## Exercise
Lines before the one containing "Can you find the roadway" are excluded; reproduce that line and all lines after it in the entries below, exactly.

[START OF Data provided]

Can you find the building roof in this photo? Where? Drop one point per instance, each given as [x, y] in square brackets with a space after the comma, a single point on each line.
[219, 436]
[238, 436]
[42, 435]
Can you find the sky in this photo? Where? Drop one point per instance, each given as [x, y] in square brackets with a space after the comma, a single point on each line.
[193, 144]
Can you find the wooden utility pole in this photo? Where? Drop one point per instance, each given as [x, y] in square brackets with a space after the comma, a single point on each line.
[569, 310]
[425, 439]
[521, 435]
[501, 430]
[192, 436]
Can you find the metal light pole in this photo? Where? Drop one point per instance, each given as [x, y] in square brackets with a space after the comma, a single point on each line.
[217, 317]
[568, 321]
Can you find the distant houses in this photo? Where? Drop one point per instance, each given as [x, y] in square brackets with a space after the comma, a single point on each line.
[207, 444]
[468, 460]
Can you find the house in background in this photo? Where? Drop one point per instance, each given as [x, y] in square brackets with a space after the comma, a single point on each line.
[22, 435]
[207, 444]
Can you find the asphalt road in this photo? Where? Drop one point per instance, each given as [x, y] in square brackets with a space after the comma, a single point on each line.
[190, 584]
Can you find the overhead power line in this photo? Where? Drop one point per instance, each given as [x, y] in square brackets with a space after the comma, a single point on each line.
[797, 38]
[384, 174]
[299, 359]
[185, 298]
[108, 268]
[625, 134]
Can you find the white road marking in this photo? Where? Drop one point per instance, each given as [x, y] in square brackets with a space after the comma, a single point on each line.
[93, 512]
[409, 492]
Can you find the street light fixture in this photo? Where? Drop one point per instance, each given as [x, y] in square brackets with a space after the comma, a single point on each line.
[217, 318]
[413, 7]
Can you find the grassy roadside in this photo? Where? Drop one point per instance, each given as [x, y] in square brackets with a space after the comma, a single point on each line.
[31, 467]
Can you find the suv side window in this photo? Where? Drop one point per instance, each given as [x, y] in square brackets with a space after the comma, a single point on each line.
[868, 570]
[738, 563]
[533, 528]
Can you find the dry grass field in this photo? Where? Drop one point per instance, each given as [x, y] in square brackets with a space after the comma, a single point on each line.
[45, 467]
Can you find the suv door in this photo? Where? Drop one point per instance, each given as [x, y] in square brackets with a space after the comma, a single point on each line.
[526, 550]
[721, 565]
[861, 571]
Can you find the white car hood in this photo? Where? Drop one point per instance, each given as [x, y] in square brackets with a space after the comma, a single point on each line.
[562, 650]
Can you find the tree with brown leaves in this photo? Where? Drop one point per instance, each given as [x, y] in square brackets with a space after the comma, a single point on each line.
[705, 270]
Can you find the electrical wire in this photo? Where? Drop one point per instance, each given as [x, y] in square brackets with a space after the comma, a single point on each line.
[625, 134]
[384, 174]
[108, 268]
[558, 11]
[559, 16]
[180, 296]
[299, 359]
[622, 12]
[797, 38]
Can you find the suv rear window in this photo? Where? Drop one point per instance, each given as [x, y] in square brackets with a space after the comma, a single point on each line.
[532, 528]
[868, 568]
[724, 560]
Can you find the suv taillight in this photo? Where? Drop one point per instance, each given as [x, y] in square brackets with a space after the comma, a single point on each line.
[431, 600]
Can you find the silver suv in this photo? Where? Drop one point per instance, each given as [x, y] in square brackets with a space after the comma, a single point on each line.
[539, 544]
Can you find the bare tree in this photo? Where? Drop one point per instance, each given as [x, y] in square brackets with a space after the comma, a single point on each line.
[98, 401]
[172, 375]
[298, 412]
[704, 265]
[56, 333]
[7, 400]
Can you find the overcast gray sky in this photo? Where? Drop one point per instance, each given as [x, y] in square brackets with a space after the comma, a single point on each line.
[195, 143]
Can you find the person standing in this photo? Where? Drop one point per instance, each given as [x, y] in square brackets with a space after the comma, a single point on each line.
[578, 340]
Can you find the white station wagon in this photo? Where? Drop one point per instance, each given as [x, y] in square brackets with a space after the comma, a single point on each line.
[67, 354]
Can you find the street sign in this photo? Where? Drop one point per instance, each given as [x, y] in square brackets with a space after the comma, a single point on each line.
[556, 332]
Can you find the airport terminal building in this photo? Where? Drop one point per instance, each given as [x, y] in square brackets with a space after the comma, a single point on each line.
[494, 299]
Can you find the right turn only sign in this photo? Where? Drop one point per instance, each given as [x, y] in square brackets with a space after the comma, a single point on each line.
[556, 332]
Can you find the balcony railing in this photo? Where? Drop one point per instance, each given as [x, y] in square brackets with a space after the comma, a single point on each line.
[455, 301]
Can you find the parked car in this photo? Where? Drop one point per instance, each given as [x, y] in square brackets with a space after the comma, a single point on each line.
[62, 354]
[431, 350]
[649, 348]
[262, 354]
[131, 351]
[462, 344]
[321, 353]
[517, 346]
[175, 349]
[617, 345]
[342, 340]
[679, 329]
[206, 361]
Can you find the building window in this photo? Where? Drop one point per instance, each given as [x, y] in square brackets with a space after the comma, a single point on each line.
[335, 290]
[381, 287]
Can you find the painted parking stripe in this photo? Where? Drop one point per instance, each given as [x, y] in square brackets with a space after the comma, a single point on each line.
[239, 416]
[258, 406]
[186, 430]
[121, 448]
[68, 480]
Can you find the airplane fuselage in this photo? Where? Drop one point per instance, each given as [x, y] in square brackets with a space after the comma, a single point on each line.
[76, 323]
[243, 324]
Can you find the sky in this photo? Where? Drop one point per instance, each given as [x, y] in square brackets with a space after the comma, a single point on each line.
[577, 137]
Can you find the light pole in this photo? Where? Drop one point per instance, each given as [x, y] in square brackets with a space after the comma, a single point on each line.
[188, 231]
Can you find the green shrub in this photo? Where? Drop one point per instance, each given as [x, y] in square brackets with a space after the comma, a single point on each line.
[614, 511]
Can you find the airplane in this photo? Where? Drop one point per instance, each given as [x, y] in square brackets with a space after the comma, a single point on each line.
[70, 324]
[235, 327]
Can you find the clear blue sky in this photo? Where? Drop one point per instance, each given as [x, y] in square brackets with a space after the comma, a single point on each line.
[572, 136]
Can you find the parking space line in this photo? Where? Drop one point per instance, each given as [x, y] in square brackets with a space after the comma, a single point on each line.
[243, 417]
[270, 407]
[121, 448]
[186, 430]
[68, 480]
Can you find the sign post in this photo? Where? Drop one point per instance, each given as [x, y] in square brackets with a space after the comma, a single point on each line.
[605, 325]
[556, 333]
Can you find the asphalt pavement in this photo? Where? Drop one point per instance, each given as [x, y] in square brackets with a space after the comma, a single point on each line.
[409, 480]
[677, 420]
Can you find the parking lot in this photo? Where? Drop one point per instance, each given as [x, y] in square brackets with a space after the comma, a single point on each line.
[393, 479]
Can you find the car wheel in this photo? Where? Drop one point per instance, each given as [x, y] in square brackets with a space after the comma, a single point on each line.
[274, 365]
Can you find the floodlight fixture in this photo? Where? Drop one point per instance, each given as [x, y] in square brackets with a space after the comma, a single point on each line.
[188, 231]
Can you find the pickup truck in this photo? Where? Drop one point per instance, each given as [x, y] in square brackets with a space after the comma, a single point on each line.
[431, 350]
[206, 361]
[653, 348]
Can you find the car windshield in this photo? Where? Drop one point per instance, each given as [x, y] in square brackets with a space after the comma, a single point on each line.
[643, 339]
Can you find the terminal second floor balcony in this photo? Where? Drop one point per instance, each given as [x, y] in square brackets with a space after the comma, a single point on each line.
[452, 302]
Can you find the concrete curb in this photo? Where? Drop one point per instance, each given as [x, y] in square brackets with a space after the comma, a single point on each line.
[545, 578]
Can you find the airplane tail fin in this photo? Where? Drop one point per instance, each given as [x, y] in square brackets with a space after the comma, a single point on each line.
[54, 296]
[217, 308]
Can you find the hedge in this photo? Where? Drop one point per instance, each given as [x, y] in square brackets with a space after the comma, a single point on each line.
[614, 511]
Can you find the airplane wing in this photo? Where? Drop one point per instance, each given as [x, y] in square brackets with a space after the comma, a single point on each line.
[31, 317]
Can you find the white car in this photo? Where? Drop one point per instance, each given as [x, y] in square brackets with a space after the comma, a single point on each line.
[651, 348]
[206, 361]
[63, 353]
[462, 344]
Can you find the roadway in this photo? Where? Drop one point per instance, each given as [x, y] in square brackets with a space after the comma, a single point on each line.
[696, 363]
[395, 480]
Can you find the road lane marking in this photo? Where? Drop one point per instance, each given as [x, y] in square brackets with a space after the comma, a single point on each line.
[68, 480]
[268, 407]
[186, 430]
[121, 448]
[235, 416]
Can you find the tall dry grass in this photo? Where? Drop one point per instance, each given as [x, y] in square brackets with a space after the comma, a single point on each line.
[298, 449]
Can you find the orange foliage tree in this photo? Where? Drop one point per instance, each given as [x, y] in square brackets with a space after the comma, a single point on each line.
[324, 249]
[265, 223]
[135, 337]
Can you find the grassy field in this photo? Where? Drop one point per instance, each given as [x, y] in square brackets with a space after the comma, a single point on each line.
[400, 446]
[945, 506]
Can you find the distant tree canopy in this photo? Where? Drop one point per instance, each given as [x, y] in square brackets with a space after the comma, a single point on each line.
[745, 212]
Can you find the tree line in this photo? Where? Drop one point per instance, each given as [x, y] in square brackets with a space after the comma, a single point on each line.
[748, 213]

[END OF Data provided]

## Task result
Can you find the roadway in this photo? Where? Drop one point per instance, each given as [x, y] in square brackets with a space after the comma, a single point on each line.
[696, 363]
[395, 480]
Can you find the road lane marking in this photo? Where? Drop one point per instance, each given as [x, y] in square brackets with a space after the comma, a single point on each line.
[68, 480]
[268, 407]
[186, 430]
[121, 448]
[235, 416]
Can you find the tall dry grass in this photo? Where? Drop one point per instance, each given as [x, y] in square brackets with a space after the comma, a single point on each line.
[298, 449]
Can you find the orange foliage tree in this photo? Where? Drop one point per instance, each given as [x, y] in square brackets with a space after the comma, a single point on each line.
[324, 249]
[265, 223]
[135, 337]
Can you find the grassy field in this photo? Where? Drop one point per instance, each given as [x, y] in square brackets with a space after the comma, a single point on each line.
[400, 446]
[945, 506]
Can you find the distant tree canopy in this photo? Where? Drop one point per instance, each given as [x, y] in square brackets with a space after the comma, a single point on each line.
[745, 212]
Can you find the tree line in this photo? Where? Drop one point per instance, each given as [x, y] in square brackets with a space after the comma, a single point on each line.
[748, 213]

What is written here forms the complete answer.